*Excerpt provided*
## Begin
This only really applies for large sequential io loads, right?  I seem
to recall
smaller chunk sizes being more effective for smaller random io loads.

>>> Is ext4 the ideal file system for my purposes?
>>
>>       I'm using xfs.  YMMV.
>>

I'm also using XFS, and for now it's maybe safer than ext4 (In the 2.6.32-rc
series, there was recently an obscure bug that could cause ext4 filesystem
corruption - it's fixed now, but that type of thing scares me).  But ext[234]
have forward compatibility w/ btrfs (you can convert an ext4 to a btrfs), so
if you want to use btrfs when it stabalizes, maybe you should go w/ ext3 or
ext4 for now.  But that might take a long time.  XFS can perform better than
ext[234], but if you're really only going to be accessing this over an 1Gib/s
network, it won't matter.

>>> Should I be investigating into the file system stripe size and chunk
>>> size or let mkfs choose these for me? If I need to, please be kind to
>>> point me in a good direction as I am new to this lower level file system
>>> stuff.
>>
>>       I don/'t know specifically about ext4, but xfs did a fine job of
>> assigning stripe and chunk size.
>
> xfs pulls this out all on it's own, ext2/3/4 need to be told (and you
> need very recent ext utils to tell it both stripe and stride sizes).
>
>>> Can I change the properties of my file system in place (ext4 or other)
>>> so that I can tweak the stripe size when I add more drives and grow the
>>> array?
>>
>>       One can with xfs.  I expect ext4 may be the same.
>
> Actually, this needs clarified somewhat.  You can tweak xfs in terms of
> the sunit and swidth settings.  This will effect new allocations *only*!
>  All of your existing data will still be wherever it was and if that
> happens to be not so well laid out for the new array, too bad.  For the
> ext filesystems, they use this information at filesystem creation time
> to lay out their block groups, inode tables, etc. in such a fashion that
> they are aligned to individual chunks and also so that they are *not*
> exactly stripe width apart from each other (which forces the metadata to
> reside on different disks and avoids the possible pathological case
> where you could accidentally end up with the metadata blocks always
> falling on the same disk in the array making that one disk a huge
> bottleneck to the rest of the array).  Once an ext filesystem is
> created, I don't think it uses the data much any longer, but I could be
> wrong.  However, I know that it won't be rearranged for your new layout,
> so you get what you get after you grow the fs.
## End
*Record extracts*
## Begin
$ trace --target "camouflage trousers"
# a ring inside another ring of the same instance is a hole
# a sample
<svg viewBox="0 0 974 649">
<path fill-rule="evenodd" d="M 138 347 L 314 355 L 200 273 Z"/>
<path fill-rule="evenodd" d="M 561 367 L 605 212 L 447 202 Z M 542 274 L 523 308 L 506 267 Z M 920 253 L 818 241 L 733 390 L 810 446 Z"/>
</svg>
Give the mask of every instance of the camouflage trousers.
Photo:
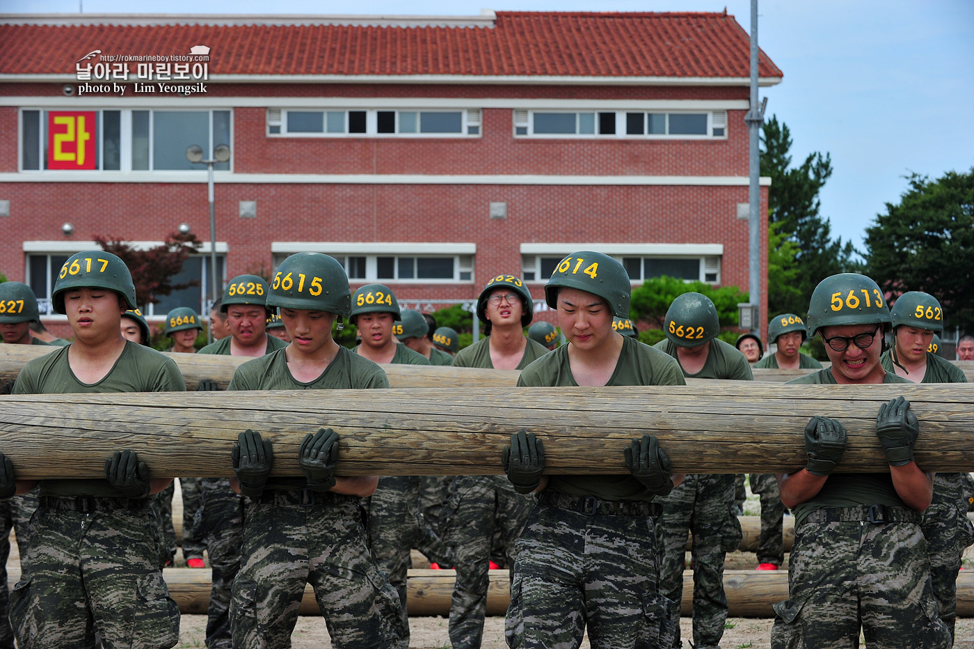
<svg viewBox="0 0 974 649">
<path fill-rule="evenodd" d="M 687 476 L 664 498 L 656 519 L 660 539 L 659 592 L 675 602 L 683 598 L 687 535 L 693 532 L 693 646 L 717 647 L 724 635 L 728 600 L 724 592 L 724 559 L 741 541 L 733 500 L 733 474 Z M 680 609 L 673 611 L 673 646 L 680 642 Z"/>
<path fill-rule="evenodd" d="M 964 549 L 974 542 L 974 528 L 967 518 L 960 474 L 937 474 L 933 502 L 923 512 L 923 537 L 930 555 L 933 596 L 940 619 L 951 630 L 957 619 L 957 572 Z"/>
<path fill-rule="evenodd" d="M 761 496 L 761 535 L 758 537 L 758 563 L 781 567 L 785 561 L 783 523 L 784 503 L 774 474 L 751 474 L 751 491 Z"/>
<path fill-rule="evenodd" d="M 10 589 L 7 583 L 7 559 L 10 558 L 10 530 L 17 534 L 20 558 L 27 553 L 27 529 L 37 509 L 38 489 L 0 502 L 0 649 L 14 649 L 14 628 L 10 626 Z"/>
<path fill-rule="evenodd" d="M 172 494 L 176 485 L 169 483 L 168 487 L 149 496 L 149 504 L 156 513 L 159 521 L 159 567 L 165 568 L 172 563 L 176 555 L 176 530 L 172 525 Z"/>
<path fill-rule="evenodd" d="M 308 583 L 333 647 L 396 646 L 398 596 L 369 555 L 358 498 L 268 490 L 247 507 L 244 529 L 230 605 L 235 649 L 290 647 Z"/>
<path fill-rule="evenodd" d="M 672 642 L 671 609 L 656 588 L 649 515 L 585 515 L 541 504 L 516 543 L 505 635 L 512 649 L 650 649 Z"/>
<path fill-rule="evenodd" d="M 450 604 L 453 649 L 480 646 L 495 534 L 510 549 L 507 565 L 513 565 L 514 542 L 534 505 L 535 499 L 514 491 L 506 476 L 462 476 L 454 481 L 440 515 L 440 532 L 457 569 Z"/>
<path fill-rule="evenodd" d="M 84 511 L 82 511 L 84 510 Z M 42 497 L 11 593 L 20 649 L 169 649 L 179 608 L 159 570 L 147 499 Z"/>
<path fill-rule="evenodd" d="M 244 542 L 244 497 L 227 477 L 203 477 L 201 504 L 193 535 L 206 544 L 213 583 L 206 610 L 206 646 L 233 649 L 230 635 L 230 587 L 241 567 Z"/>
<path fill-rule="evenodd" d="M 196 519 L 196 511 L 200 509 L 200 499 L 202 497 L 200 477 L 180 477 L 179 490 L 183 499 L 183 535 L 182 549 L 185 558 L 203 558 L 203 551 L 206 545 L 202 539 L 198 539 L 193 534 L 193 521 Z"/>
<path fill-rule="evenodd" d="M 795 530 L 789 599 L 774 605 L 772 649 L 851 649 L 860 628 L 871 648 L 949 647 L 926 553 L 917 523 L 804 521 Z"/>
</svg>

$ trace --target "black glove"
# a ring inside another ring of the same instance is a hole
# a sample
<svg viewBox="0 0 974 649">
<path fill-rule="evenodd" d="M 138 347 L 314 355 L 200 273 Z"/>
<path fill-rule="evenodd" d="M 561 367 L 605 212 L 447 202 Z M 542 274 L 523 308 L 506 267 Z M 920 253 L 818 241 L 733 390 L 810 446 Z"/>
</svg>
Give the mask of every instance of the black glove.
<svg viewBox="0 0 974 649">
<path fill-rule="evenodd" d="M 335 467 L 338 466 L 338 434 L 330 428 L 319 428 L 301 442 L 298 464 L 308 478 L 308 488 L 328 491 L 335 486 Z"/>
## End
*Work instructions*
• a. Repeat the part of the file system discussion from "I'm also using" up to and including "it won't matter.".
• b. Rewrite the entries from the start up to and including the line with "450 604 L 453", requests included, and increase every number in the answer markup by 32, both viewBox values and coordinates. Leave the pictures out, and give only those lines.

*Worked answers*
• a.
I'm also using XFS, and for now it's maybe safer than ext4 (In the 2.6.32-rc
series, there was recently an obscure bug that could cause ext4 filesystem
corruption - it's fixed now, but that type of thing scares me).  But ext[234]
have forward compatibility w/ btrfs (you can convert an ext4 to a btrfs), so
if you want to use btrfs when it stabalizes, maybe you should go w/ ext3 or
ext4 for now.  But that might take a long time.  XFS can perform better than
ext[234], but if you're really only going to be accessing this over an 1Gib/s
network, it won't matter.

• b.
$ trace --target "camouflage trousers"
# a ring inside another ring of the same instance is a hole
# a sample
<svg viewBox="0 0 974 649">
<path fill-rule="evenodd" d="M 138 347 L 314 355 L 200 273 Z"/>
<path fill-rule="evenodd" d="M 561 367 L 605 212 L 447 202 Z M 542 274 L 523 308 L 506 267 Z M 920 253 L 818 241 L 733 390 L 810 446 Z"/>
</svg>
Give the mask of every instance of the camouflage trousers.
Photo:
<svg viewBox="32 32 1006 681">
<path fill-rule="evenodd" d="M 719 508 L 696 530 L 688 551 L 692 571 L 691 624 L 707 634 L 715 630 L 719 567 L 725 564 L 725 678 L 749 679 L 756 667 L 760 632 L 756 624 L 756 591 L 773 573 L 765 532 L 765 506 Z M 712 641 L 705 643 L 705 678 L 712 674 Z"/>
<path fill-rule="evenodd" d="M 996 581 L 1006 574 L 1006 560 L 999 550 L 992 506 L 969 506 L 965 534 L 955 544 L 955 569 L 962 587 L 965 628 L 972 651 L 983 662 L 989 651 L 989 604 Z"/>
<path fill-rule="evenodd" d="M 793 528 L 793 567 L 790 569 L 790 595 L 813 599 L 817 593 L 815 555 L 816 535 L 806 506 L 783 506 L 783 523 Z"/>
<path fill-rule="evenodd" d="M 42 621 L 39 615 L 39 591 L 42 590 L 42 562 L 49 566 L 52 590 L 59 585 L 59 561 L 69 541 L 70 521 L 32 534 L 32 681 L 46 681 L 46 660 L 42 658 Z"/>
<path fill-rule="evenodd" d="M 204 526 L 208 517 L 201 515 L 200 519 L 181 528 L 181 536 L 188 545 L 191 553 L 191 599 L 197 600 L 204 595 L 208 587 L 208 562 L 204 557 Z"/>
<path fill-rule="evenodd" d="M 340 615 L 365 679 L 428 678 L 430 628 L 401 587 L 390 530 L 300 522 L 279 539 L 276 561 L 262 637 L 267 681 L 322 679 Z"/>
<path fill-rule="evenodd" d="M 704 674 L 703 641 L 688 620 L 681 547 L 617 547 L 573 536 L 548 575 L 537 667 L 544 681 L 682 681 Z"/>
<path fill-rule="evenodd" d="M 482 636 L 485 681 L 512 678 L 527 566 L 542 581 L 539 597 L 545 597 L 546 574 L 566 537 L 567 531 L 546 523 L 538 508 L 494 508 L 486 513 L 472 547 L 472 564 L 489 601 Z"/>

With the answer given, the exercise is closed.